## BEGIN Extract provided
# Anyone use a craftsman industrial 15" planer?



## ponch37300 (Feb 27, 2008)

I have been looking at planers and just found one on craigslist. It is a big craftsmen industrial 15" planer.








Does anyone know about this planer and if it's worth 495 bucks? I was previously looking at the ridgid(money saver) or dewalt 13" portable and both are around the same price as this machine. The guy says he bought it 6 years ago and only used it about 3 hours for one project and then it's been sitting since. It's a 220 two horse motor and 3 knife cutter. To me this seems like a lot better deal than a protable planer for the same price? 

I searched for info and reviews on this but couldn't find anything. Anyone have some experience with this machine or know anything about it? I'm not a fan of craftsman power tools at all. But I do remember an industrial line about 10 years ago that had some big woodworking tools in it. I remember the price was high and seemed like they were built alot better or by someone else and craftsman re badged them. 

If this is a good deal I would like to snag it but looking for some advice so I don't end up with a boat anchor(guy says it weighs 400 pounds)! 

Thanks for your help


----------



## ponch37300 (Feb 27, 2008)

Well I can't find any info on this saw but what looks like the newer version from craftsman is 1400 bucks brand new and seems to get good reviews. I'm going to go look at it tomorrow night and probably buy it since it looks in decent shape and from what I can tell a very good value. It looks like a nice big machine so I would assume that it would be better than a smaller bench top planer but not for sure. He told me the model number was  351.23374 but I can't find anything about it.
## END Extract provided
Short task 1: In the entries, swap "single point" for "one point" in every line from the one holding "the wooden shelf" through the end of the entries, inclusive. Write those lines out again with nothing else changed.
The forum thread and the entries have nothing to do with each other.
## BEGIN Data for this task
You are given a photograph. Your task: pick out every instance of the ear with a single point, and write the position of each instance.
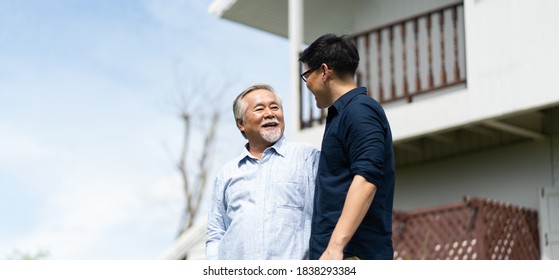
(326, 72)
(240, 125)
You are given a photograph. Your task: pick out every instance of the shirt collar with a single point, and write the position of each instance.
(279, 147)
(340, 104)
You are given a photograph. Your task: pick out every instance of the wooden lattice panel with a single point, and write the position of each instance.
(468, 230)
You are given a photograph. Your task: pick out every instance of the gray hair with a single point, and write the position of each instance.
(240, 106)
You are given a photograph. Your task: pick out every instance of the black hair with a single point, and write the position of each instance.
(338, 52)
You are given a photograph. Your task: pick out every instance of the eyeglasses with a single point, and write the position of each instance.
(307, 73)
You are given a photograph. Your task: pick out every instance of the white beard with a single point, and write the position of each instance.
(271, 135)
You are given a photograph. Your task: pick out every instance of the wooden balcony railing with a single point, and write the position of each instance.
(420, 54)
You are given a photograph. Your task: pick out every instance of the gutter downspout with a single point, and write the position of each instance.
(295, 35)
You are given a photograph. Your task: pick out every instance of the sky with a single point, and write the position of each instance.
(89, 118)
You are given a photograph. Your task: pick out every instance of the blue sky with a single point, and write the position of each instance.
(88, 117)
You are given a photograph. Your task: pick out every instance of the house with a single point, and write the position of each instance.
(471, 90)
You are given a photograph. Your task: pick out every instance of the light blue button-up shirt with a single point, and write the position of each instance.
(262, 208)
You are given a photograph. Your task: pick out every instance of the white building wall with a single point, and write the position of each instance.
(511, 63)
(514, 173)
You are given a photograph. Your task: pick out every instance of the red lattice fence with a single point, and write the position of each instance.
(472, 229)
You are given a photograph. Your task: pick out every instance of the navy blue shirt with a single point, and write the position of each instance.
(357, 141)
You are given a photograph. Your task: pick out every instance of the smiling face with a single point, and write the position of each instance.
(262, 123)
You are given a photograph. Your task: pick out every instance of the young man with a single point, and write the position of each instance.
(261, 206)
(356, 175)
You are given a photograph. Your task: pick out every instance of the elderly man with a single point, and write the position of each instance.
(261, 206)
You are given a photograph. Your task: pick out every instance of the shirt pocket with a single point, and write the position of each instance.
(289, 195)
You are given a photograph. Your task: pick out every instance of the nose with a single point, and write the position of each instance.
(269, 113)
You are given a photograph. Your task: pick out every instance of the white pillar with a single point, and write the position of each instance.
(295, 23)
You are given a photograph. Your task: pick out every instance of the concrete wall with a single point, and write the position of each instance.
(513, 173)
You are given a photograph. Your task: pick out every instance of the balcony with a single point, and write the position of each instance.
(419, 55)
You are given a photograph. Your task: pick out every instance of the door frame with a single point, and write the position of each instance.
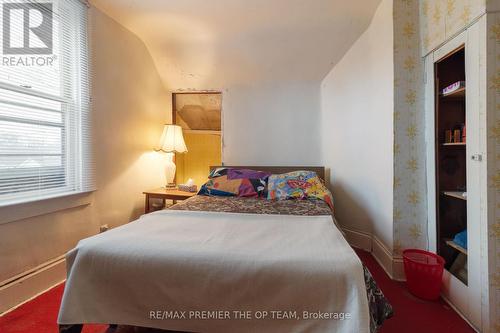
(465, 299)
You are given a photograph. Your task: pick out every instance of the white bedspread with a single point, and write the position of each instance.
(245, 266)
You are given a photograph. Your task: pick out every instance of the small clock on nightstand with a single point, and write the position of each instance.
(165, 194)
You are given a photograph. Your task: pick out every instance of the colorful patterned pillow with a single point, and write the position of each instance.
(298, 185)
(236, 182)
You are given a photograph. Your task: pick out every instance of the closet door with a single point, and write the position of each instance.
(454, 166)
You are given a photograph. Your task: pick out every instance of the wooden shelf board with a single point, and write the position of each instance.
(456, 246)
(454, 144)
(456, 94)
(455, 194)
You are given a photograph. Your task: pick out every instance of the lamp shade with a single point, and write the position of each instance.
## END Data for this task
Short task 2: List every tool brand named in the planer thread.

Written response 1:
You are given a photograph. Your task: pick out every instance of the wooden shelf board with a one point, and write the position of each instance.
(456, 246)
(454, 144)
(456, 94)
(455, 194)
You are given a photograph. Your task: pick out every instance of the lamp shade with a one point, and write the position of each instance.

Written response 2: craftsman, ridgid, dewalt